Records from a data source:
^^^^^^^^^^^^^^^^

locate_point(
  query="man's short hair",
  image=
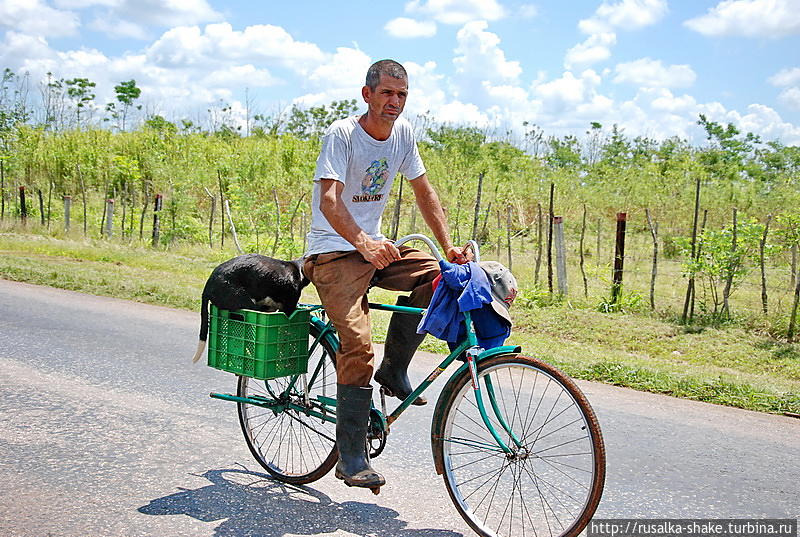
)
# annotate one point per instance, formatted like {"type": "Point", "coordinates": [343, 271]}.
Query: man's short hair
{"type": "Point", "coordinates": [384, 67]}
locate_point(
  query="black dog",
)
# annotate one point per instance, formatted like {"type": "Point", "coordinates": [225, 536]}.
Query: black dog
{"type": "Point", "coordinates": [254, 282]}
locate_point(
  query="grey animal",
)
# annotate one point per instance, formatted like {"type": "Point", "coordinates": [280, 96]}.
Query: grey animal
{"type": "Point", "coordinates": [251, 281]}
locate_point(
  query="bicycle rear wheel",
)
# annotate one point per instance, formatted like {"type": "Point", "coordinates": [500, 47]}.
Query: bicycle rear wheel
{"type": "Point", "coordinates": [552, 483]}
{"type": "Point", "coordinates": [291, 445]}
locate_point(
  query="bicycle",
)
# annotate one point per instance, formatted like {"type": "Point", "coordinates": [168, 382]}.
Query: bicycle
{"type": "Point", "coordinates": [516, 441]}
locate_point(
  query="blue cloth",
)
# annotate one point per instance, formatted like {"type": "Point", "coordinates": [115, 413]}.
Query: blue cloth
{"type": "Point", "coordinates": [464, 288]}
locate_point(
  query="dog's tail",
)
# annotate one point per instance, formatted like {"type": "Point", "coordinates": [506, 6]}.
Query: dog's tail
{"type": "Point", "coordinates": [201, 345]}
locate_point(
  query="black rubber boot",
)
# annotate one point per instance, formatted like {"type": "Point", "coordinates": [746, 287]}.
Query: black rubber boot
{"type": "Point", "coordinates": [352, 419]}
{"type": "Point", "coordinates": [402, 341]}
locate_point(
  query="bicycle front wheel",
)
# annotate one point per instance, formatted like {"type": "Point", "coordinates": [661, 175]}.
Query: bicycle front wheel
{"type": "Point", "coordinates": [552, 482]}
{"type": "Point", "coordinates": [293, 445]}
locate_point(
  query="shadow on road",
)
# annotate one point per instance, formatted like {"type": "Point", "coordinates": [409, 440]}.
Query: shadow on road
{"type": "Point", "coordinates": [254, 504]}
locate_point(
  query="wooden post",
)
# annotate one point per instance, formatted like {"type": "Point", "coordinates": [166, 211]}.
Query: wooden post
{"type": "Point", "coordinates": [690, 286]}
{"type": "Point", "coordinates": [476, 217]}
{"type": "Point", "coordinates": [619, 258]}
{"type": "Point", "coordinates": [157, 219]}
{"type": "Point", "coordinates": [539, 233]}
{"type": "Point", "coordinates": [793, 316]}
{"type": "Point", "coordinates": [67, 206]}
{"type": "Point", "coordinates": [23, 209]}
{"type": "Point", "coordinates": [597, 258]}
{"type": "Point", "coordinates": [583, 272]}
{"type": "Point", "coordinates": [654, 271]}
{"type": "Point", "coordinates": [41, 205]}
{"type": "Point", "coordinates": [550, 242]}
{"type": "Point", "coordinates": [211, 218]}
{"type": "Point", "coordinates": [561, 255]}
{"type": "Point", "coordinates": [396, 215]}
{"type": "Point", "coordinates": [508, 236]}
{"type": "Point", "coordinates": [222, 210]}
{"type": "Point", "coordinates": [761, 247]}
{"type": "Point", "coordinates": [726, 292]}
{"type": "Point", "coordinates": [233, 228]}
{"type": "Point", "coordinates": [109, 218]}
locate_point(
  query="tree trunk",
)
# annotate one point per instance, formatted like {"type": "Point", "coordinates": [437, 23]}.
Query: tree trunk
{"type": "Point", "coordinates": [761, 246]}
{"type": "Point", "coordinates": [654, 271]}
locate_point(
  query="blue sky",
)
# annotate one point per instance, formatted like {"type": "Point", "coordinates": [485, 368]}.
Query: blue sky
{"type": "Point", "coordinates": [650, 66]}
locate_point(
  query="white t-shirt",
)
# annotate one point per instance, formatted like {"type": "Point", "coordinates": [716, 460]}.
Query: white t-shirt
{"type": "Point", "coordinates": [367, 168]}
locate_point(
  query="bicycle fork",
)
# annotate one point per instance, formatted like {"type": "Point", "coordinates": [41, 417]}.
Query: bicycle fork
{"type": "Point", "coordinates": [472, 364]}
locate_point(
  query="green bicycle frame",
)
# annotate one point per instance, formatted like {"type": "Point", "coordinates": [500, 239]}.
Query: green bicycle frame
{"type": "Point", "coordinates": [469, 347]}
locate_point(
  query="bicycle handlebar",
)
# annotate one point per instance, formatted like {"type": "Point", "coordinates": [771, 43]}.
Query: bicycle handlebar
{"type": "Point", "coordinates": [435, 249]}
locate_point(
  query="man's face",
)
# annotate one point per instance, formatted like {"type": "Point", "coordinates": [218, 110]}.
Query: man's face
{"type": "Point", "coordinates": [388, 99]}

^^^^^^^^^^^^^^^^

Required work:
Copy all of the entries verbatim, leaving out any pictures they contain.

Output for this task:
locate_point(
  query="man's short hair",
  image=
)
# annotate one point per instance, formatted like {"type": "Point", "coordinates": [343, 271]}.
Query: man's short hair
{"type": "Point", "coordinates": [384, 67]}
locate_point(
  query="black dog",
)
# annotate one point per instance, formatted like {"type": "Point", "coordinates": [225, 536]}.
Query: black dog
{"type": "Point", "coordinates": [254, 282]}
locate_point(
  query="grey animal",
)
# annotate one point per instance, formatted like {"type": "Point", "coordinates": [280, 96]}.
Query: grey animal
{"type": "Point", "coordinates": [251, 281]}
locate_point(
  query="bicycle rear wheel",
)
# annotate one point per instance, formatted like {"type": "Point", "coordinates": [500, 47]}.
Query: bicycle rear wheel
{"type": "Point", "coordinates": [552, 483]}
{"type": "Point", "coordinates": [291, 445]}
locate_point(
  query="bicycle",
)
# annotate one point per instance, formatted like {"type": "Point", "coordinates": [168, 382]}.
Query: bicycle
{"type": "Point", "coordinates": [516, 441]}
locate_point(
  query="blue cloth",
)
# annotate one point per instance, formatted like {"type": "Point", "coordinates": [115, 413]}.
Query: blue cloth
{"type": "Point", "coordinates": [464, 288]}
locate_point(
  query="dog's tail",
)
# annotate one point per instance, formatted like {"type": "Point", "coordinates": [506, 6]}.
Query: dog's tail
{"type": "Point", "coordinates": [201, 345]}
locate_point(
  query="black rubber boot",
)
# annotate one point per instance, formatted like {"type": "Point", "coordinates": [746, 287]}.
Query: black rubber boot
{"type": "Point", "coordinates": [352, 419]}
{"type": "Point", "coordinates": [402, 341]}
locate_point(
  query="bicycle front wheel",
)
# annotate one point per instance, formatted like {"type": "Point", "coordinates": [661, 175]}.
Query: bicycle front wheel
{"type": "Point", "coordinates": [552, 482]}
{"type": "Point", "coordinates": [293, 445]}
locate_point(
  query="shadow on road",
)
# annotate one point per instance, formatted like {"type": "Point", "coordinates": [409, 440]}.
Query: shadow on road
{"type": "Point", "coordinates": [254, 504]}
locate_point(
  query="wooden post",
)
# annotate one point per instance, formatted like {"type": "Point", "coordinates": [166, 211]}.
Query: wooden post
{"type": "Point", "coordinates": [690, 286]}
{"type": "Point", "coordinates": [476, 217]}
{"type": "Point", "coordinates": [619, 258]}
{"type": "Point", "coordinates": [157, 219]}
{"type": "Point", "coordinates": [539, 233]}
{"type": "Point", "coordinates": [793, 316]}
{"type": "Point", "coordinates": [67, 206]}
{"type": "Point", "coordinates": [23, 209]}
{"type": "Point", "coordinates": [597, 258]}
{"type": "Point", "coordinates": [583, 272]}
{"type": "Point", "coordinates": [654, 271]}
{"type": "Point", "coordinates": [41, 205]}
{"type": "Point", "coordinates": [550, 242]}
{"type": "Point", "coordinates": [211, 218]}
{"type": "Point", "coordinates": [561, 255]}
{"type": "Point", "coordinates": [396, 215]}
{"type": "Point", "coordinates": [508, 236]}
{"type": "Point", "coordinates": [222, 210]}
{"type": "Point", "coordinates": [761, 247]}
{"type": "Point", "coordinates": [726, 292]}
{"type": "Point", "coordinates": [233, 228]}
{"type": "Point", "coordinates": [109, 218]}
locate_point(
  query="tree trunk",
)
# annotate one point per instance, formatted like {"type": "Point", "coordinates": [437, 23]}.
Query: tree trunk
{"type": "Point", "coordinates": [761, 246]}
{"type": "Point", "coordinates": [654, 271]}
locate_point(
  query="blue sky",
)
# annotate one point per instance, formatted like {"type": "Point", "coordinates": [485, 368]}.
Query: blue sky
{"type": "Point", "coordinates": [650, 66]}
locate_point(
  query="white t-shirt",
)
# annotate one point per instance, formatted like {"type": "Point", "coordinates": [716, 460]}.
Query: white t-shirt
{"type": "Point", "coordinates": [367, 168]}
locate_point(
  query="bicycle fork",
)
# annotate one point per instance, formatted like {"type": "Point", "coordinates": [41, 417]}.
Query: bicycle fork
{"type": "Point", "coordinates": [472, 364]}
locate_point(
  query="green bicycle frame",
)
# annotate one point per instance, formatted like {"type": "Point", "coordinates": [500, 239]}.
Query: green bicycle frame
{"type": "Point", "coordinates": [469, 347]}
locate_point(
  query="bicycle handlebar",
)
# annotate one point per instance, formatted like {"type": "Point", "coordinates": [771, 43]}.
Query: bicycle handlebar
{"type": "Point", "coordinates": [435, 249]}
locate_point(
  query="man's face",
)
# annotate one point per instance, formatted like {"type": "Point", "coordinates": [218, 110]}.
Query: man's face
{"type": "Point", "coordinates": [388, 99]}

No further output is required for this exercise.